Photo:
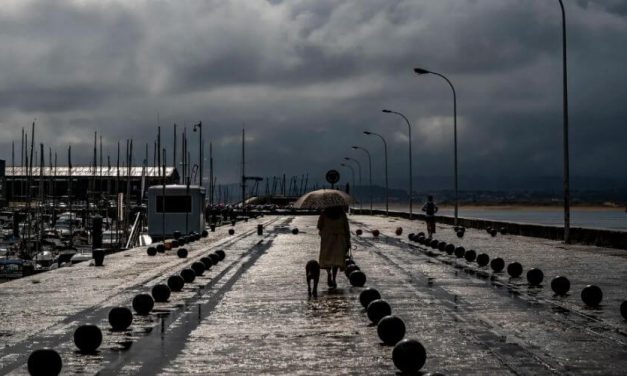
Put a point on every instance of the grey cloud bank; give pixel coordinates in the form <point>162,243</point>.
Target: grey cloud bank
<point>307,77</point>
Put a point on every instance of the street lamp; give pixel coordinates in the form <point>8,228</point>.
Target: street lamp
<point>385,150</point>
<point>411,178</point>
<point>361,207</point>
<point>369,171</point>
<point>420,71</point>
<point>199,126</point>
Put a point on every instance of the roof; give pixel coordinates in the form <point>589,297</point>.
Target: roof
<point>82,171</point>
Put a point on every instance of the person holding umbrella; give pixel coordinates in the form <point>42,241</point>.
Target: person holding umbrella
<point>334,241</point>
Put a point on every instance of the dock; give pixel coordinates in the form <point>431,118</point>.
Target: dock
<point>250,313</point>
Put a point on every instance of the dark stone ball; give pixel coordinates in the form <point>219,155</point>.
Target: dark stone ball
<point>143,304</point>
<point>560,285</point>
<point>207,262</point>
<point>470,255</point>
<point>483,259</point>
<point>160,293</point>
<point>378,309</point>
<point>221,254</point>
<point>409,356</point>
<point>391,329</point>
<point>592,295</point>
<point>188,275</point>
<point>514,269</point>
<point>368,295</point>
<point>176,283</point>
<point>87,338</point>
<point>214,258</point>
<point>450,249</point>
<point>357,278</point>
<point>535,276</point>
<point>120,318</point>
<point>497,264</point>
<point>182,252</point>
<point>198,267</point>
<point>44,362</point>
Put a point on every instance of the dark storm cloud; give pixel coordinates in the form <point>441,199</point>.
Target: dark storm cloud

* _Work item_: Word for word, restate each line above, minus its pictures.

* _Solution to the problem_:
Photo:
Put a point on every instance of the grey cloud bank; give pixel coordinates in the form <point>162,243</point>.
Target: grey cloud bank
<point>307,77</point>
Put a point on every instance of the street lamp; give pixel coordinates in the form <point>8,228</point>.
Target: street lamp
<point>385,150</point>
<point>411,178</point>
<point>361,207</point>
<point>369,171</point>
<point>420,71</point>
<point>199,126</point>
Put a point on every instance of the roof; give pixel coordinates in the form <point>589,297</point>.
Target: roof
<point>82,171</point>
Put a point on every instance of the person holding umbrella; give pixel coordinates in the form <point>42,241</point>.
Target: person holding umbrella
<point>334,241</point>
Put a point on every instance of the dock; give pixel coordinates in the form <point>431,118</point>.
Target: dock
<point>250,313</point>
Put a point on every instance of the dark stone ball; give pixel coordinates in the form <point>219,155</point>.
Target: dark stone ball
<point>143,304</point>
<point>560,285</point>
<point>207,262</point>
<point>470,255</point>
<point>483,259</point>
<point>160,293</point>
<point>378,309</point>
<point>221,254</point>
<point>409,356</point>
<point>391,329</point>
<point>592,295</point>
<point>188,275</point>
<point>514,269</point>
<point>368,295</point>
<point>176,283</point>
<point>87,338</point>
<point>214,258</point>
<point>450,249</point>
<point>357,278</point>
<point>535,276</point>
<point>120,318</point>
<point>497,264</point>
<point>182,252</point>
<point>198,267</point>
<point>44,362</point>
Put a point on every instance of the dark storm cloud; give pixel coordinates in the form <point>441,199</point>.
Target: dark storm cloud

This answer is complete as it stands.